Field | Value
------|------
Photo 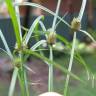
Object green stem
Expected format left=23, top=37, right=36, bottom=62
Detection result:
left=64, top=32, right=76, bottom=96
left=24, top=69, right=30, bottom=96
left=15, top=0, right=22, bottom=41
left=18, top=52, right=30, bottom=96
left=8, top=67, right=18, bottom=96
left=48, top=46, right=53, bottom=92
left=18, top=72, right=25, bottom=96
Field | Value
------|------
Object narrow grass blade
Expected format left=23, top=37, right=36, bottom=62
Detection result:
left=52, top=0, right=61, bottom=30
left=5, top=0, right=21, bottom=47
left=57, top=34, right=90, bottom=72
left=39, top=21, right=46, bottom=32
left=24, top=49, right=85, bottom=83
left=0, top=48, right=11, bottom=57
left=75, top=52, right=90, bottom=79
left=30, top=40, right=46, bottom=50
left=14, top=2, right=71, bottom=28
left=24, top=15, right=44, bottom=44
left=8, top=67, right=18, bottom=96
left=80, top=30, right=96, bottom=42
left=39, top=21, right=47, bottom=35
left=0, top=29, right=13, bottom=59
left=21, top=26, right=29, bottom=32
left=24, top=65, right=36, bottom=74
left=55, top=12, right=68, bottom=29
left=15, top=0, right=22, bottom=40
left=57, top=34, right=91, bottom=81
left=56, top=34, right=71, bottom=48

| Assignment |
Each line of the entries above that contains "Object" must be copied into the answer.

| Task output |
Object green stem
Object narrow grass blade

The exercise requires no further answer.